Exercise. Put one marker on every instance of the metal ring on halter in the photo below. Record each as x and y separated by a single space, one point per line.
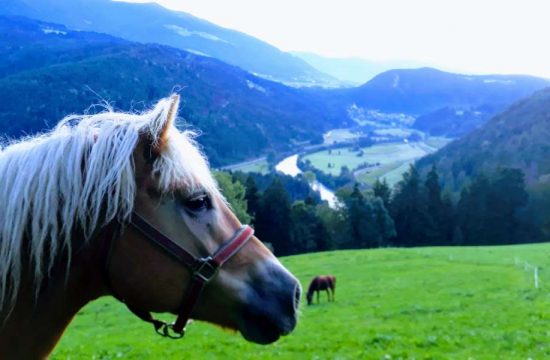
167 330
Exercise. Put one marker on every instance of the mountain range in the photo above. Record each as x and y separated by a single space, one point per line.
444 104
49 71
516 138
353 71
152 23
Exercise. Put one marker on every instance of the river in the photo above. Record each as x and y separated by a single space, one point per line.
289 166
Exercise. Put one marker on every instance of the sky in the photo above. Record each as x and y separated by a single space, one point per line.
468 36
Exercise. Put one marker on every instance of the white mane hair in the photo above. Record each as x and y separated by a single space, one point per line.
81 176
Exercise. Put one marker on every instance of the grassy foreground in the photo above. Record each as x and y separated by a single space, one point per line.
428 303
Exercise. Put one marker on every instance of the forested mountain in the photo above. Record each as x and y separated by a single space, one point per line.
420 91
443 104
152 23
517 138
48 71
356 71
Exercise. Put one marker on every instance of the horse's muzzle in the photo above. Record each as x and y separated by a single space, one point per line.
271 309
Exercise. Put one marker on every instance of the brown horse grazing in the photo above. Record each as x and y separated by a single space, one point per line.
319 283
125 205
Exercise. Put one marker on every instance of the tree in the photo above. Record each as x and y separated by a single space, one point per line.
436 210
273 218
369 224
234 193
252 196
413 224
488 209
382 190
308 232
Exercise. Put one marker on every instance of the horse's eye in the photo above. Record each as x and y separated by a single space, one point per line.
198 203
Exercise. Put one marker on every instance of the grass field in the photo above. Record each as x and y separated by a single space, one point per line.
392 159
428 303
259 166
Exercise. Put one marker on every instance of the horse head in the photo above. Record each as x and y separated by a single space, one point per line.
176 194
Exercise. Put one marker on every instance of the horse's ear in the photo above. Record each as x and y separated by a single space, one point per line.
163 122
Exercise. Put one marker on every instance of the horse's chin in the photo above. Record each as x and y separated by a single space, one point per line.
260 330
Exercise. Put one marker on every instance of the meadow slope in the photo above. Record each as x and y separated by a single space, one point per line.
424 303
..........
= Stated task =
Reproduce all of the data above word for word, omitting the pictures.

= Answer for this exercise =
Exercise. Put one marker on every instance of the metal ring on halter in the photo below. Record each as x and y separated by a single space, one point per line.
167 330
Exercise. Put one marker on every instance of the mountain range in the photo above. Record each as x and y separated by a single space, one point per line.
444 104
49 71
516 138
353 71
152 23
Exercise. Put one marker on every instance of the river in the photo above. Record each as x and y separated by a single space, one point per line.
289 166
Exercise. Put one marker on every instance of the sky in the photo above. Record each as x and y separated by a single space, one point per line.
468 36
Exercise. Put one marker on every instance of the white mane hair in the photo above. Record each as x and y separated by a single space, one point per line.
81 176
Exercise. Put one marker on every instance of the grassy foreground in the photo above. Record each as x and y separated by a single space, one point per line.
428 303
Exercise. Put one marker on every instance of the forested mountain in the photo above. Record each as x and y separated by a single space, one point per line.
420 91
443 104
152 23
517 138
48 71
356 71
Exercise. Put one marker on every instance of the horse's muzzle in the photo above. Record each as x and y separated by a single space, one point per line.
271 309
Exercise. Put one marker on every instance of the brown horse grazing in the photo above. Record each as x and y separated by a single space, one point per line.
319 283
125 205
Exercise. Put one marker on every instance of the tree in the photo above. Record each as x and y separated by a single space, one point per line.
436 210
273 218
369 224
234 193
252 196
413 224
488 209
382 190
308 232
Exercise. Put one marker on every instance of the horse's eye in the photo above. Record each as x and y separated by a single space, one point per line.
198 203
Exercise. Put one marker on every instance of the grass field in the photo above. Record each as x and y separated by a single space, one point per line.
392 159
428 303
259 166
Exercise. Put one marker on every instance of the horse head in the photo above. Record each as x and y separated by a single space, one point per line.
176 194
Exercise. Put one marker on every instance of the horse's ear in the photo above. Record each as x and y separated by a single space, one point per line.
163 122
Exercise. Put one marker on every instance of the horse's chin in the photo above. Record each as x and y separated by a single space, one point per line.
260 330
Exercise. Put one marker on every instance of the meadow slope in the photo above. Record each as x and y separated by a single space, one point per line.
424 303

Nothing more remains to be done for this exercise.